EXTRACT:
This looks like an excellent successor to games like 688i, Sub Command, and Cold Waters; remains to be seen if it will deliver on all the features. Personally I think there's eventual potential for a worthy successor to Fleet Command.

I want to play ASROC. With the W44 warheads.
 
This is a concern of mine as related to Iran and NK they don't need ICBMs if they can launch from a freighter just off our coasts.
Yup or send a seemingly normal container ship into one of our ports loaded with drones and missiles in a Pearl Harbor like attack destroying major facilities or coastal areas.
 
Yup or send a seemingly normal container ship into one of our ports loaded with drones and missiles in a Pearl Harbor like attack destroying major facilities or coastal areas.

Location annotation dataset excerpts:
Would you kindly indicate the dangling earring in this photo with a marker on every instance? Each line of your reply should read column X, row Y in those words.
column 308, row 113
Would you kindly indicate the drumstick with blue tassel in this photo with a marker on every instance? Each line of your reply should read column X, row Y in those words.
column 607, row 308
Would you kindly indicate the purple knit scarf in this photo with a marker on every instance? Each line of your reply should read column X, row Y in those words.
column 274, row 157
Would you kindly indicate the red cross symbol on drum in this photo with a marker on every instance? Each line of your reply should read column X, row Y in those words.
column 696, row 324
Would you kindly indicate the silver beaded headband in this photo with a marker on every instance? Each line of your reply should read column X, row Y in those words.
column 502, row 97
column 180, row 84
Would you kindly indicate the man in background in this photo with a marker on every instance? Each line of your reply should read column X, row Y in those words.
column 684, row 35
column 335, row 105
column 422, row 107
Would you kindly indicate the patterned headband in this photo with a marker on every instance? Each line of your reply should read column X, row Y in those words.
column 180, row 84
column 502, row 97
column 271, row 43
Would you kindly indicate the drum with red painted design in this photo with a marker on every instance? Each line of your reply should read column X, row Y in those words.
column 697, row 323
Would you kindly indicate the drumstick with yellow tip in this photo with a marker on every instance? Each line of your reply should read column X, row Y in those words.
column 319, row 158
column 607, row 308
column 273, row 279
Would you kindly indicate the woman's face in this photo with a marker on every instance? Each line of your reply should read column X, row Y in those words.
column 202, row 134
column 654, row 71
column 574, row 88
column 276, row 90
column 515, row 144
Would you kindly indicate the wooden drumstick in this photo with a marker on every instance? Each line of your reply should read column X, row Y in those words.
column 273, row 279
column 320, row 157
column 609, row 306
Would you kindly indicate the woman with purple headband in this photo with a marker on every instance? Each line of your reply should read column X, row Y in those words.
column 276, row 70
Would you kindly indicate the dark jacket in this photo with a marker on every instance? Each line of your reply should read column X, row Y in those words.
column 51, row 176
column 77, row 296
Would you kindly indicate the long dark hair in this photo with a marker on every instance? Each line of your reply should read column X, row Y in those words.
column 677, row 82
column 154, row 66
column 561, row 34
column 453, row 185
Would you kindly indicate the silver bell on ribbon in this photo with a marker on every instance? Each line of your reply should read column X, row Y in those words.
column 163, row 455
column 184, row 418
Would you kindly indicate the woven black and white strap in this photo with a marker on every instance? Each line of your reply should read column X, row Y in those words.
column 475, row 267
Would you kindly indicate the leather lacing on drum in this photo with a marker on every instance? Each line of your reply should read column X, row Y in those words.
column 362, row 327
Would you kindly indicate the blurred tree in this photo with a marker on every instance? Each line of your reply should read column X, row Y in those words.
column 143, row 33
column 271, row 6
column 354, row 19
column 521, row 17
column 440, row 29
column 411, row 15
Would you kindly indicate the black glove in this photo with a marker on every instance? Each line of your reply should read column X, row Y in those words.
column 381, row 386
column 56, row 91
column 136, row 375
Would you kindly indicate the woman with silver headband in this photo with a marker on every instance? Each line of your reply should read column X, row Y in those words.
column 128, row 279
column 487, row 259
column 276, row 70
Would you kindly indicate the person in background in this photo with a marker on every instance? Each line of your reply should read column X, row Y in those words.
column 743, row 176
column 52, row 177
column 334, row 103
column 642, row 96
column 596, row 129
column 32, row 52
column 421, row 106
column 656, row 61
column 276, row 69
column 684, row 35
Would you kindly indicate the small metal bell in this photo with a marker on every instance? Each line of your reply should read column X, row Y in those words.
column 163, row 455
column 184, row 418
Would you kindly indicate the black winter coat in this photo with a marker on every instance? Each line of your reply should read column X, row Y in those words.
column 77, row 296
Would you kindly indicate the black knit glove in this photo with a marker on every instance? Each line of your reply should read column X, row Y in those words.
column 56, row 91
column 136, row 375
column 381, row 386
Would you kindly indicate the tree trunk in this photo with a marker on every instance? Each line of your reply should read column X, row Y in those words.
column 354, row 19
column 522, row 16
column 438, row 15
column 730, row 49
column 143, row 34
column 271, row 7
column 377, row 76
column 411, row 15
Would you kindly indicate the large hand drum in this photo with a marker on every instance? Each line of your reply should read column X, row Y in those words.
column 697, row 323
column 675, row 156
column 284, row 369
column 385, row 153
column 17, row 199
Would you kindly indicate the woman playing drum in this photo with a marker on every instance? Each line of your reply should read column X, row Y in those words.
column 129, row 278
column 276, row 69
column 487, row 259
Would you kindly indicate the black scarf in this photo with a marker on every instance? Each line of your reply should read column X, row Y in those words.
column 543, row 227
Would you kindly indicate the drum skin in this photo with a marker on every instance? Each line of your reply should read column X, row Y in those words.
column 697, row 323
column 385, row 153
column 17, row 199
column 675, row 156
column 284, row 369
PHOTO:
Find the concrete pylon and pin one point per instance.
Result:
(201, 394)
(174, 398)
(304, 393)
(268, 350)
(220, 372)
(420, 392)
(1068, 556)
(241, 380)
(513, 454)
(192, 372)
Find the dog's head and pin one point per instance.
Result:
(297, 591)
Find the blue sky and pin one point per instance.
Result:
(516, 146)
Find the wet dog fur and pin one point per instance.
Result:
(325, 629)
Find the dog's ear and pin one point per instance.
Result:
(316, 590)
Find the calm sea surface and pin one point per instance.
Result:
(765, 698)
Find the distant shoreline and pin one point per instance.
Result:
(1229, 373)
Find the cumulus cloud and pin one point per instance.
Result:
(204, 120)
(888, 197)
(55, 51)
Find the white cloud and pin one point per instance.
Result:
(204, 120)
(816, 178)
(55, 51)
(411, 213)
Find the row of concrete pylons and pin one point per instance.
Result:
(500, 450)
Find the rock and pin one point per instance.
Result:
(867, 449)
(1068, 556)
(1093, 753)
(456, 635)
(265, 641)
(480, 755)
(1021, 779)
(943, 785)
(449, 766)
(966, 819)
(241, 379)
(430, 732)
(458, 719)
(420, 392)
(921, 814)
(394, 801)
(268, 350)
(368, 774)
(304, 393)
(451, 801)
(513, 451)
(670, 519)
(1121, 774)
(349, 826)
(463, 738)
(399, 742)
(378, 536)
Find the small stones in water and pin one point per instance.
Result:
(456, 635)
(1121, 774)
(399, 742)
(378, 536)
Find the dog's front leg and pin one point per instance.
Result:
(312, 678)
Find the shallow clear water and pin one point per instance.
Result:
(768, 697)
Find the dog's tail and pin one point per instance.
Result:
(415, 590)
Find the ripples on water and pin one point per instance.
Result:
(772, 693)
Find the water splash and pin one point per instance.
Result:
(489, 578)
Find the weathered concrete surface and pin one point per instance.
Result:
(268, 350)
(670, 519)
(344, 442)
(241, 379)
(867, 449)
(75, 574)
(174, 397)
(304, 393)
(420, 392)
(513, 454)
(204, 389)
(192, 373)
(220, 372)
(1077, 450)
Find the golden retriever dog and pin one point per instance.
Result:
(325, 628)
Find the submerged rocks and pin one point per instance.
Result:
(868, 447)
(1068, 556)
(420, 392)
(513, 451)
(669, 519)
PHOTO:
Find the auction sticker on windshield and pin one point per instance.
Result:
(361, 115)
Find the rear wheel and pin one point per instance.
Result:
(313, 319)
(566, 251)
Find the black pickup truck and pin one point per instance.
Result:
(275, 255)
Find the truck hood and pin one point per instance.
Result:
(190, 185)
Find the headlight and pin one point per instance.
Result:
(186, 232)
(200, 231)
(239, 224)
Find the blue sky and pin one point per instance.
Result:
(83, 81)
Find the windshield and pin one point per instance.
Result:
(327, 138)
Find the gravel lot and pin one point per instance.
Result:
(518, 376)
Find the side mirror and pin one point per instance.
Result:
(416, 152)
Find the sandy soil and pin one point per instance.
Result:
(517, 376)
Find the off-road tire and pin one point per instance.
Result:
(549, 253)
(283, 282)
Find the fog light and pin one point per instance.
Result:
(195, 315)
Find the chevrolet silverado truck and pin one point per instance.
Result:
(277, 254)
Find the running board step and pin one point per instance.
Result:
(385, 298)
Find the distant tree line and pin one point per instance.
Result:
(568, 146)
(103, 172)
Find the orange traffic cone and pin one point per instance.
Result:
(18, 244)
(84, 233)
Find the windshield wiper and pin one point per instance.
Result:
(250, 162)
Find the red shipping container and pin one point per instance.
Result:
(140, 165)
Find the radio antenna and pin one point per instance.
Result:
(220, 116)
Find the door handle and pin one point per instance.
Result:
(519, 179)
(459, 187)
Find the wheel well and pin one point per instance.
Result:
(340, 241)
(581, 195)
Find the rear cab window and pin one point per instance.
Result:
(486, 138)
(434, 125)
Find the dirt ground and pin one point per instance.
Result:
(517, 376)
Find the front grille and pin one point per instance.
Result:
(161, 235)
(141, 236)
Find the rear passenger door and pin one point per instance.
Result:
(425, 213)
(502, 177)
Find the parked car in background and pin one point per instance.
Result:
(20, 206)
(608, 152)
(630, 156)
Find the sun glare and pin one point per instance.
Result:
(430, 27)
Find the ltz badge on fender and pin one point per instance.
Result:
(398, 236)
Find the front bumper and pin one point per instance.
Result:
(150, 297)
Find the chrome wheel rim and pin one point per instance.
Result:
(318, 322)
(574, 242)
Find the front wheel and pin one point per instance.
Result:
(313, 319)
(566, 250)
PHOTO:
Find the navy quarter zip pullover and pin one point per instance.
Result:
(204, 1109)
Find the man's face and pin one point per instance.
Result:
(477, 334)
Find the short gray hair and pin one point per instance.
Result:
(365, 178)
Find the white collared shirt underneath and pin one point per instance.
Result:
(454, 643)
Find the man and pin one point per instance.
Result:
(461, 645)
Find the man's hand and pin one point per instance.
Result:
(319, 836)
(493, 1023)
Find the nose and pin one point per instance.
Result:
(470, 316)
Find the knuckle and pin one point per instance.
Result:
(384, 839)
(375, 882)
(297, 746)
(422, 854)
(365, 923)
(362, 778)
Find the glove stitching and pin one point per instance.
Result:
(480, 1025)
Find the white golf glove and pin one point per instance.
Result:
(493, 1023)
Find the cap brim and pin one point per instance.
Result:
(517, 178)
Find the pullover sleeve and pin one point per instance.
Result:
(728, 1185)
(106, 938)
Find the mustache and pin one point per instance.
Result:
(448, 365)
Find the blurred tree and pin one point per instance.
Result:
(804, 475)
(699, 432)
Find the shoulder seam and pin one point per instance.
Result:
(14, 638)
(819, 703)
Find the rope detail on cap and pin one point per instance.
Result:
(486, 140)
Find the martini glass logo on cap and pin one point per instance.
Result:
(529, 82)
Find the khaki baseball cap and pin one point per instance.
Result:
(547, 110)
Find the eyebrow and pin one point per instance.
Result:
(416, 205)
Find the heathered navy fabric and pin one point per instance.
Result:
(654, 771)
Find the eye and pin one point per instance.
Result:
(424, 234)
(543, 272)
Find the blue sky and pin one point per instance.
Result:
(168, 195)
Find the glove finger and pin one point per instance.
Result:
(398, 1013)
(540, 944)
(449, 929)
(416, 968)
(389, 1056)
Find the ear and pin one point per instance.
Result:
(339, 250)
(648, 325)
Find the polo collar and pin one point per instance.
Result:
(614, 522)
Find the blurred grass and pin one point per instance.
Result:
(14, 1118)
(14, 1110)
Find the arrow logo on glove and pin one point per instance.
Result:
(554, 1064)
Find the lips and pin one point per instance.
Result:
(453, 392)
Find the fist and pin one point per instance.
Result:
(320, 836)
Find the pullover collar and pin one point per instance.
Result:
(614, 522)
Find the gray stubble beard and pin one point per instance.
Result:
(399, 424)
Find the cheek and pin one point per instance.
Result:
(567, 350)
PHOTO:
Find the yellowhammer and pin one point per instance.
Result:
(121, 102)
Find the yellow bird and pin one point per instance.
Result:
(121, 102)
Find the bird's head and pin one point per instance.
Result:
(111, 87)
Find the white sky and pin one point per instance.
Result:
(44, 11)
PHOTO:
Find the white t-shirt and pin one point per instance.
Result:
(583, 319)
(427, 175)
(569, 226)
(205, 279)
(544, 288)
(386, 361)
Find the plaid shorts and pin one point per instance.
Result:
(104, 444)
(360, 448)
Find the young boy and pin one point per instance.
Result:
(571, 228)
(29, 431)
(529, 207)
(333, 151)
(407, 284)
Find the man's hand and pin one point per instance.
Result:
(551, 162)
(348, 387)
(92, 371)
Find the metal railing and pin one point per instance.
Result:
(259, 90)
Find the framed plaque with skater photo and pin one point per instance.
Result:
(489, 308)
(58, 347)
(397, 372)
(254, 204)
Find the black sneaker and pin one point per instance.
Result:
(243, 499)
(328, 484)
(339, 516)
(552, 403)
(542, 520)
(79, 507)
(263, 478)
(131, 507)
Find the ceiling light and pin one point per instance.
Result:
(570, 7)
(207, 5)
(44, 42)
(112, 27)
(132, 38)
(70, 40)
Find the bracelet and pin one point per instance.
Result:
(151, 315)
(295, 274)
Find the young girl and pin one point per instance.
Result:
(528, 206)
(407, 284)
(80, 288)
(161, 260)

EXERCISES:
1. Name every game title mentioned in the submarine game discussion.
2. Restate the submarine game discussion from "This looks like" up to and including "to Fleet Command.", substituting "follow-up" for "successor".
3. Pick up the submarine game discussion after its final comment and write a few more sentences.

ANSWERS TO EACH TASK:
1. 688i, Sub Command, Cold Waters, Fleet Command

2.
This looks like an excellent follow-up to games like 688i, Sub Command, and Cold Waters; remains to be seen if it will deliver on all the features. Personally I think there's eventual potential for a worthy follow-up to Fleet Command.

3.
Worth noting though that large area targets take a LOT of firepower to degrade. Historians have done quite a bit of Monday morning quarterbacking over how the Japanese strike at Pearl Harbor could have caused longer-term damage, but the reality of it is that with ~225 bombers (bomb-carrying Kates and Vals, not counting the torpedo bombers and Zeroes) the ability of the Kido Butai to permanently cripple things like fuel tank farms or repair facilities was pretty limited. As for what they did get - Battleship Row - only two of the eight BBs present were total losses; three were repaired within a few months, another before the end of 1942, another in 1943, and another in 1944. Granted we don't have the capacity to regenerate losses that we had in 1941 (the aircraft destroyed at Pearl were effectively replaced with two weeks' of production; in 1944 we could have replaced those losses in 15 minutes), but there's a reason why US strike plans for something like a single airbase often involve upwards of 50-60 cruise missiles.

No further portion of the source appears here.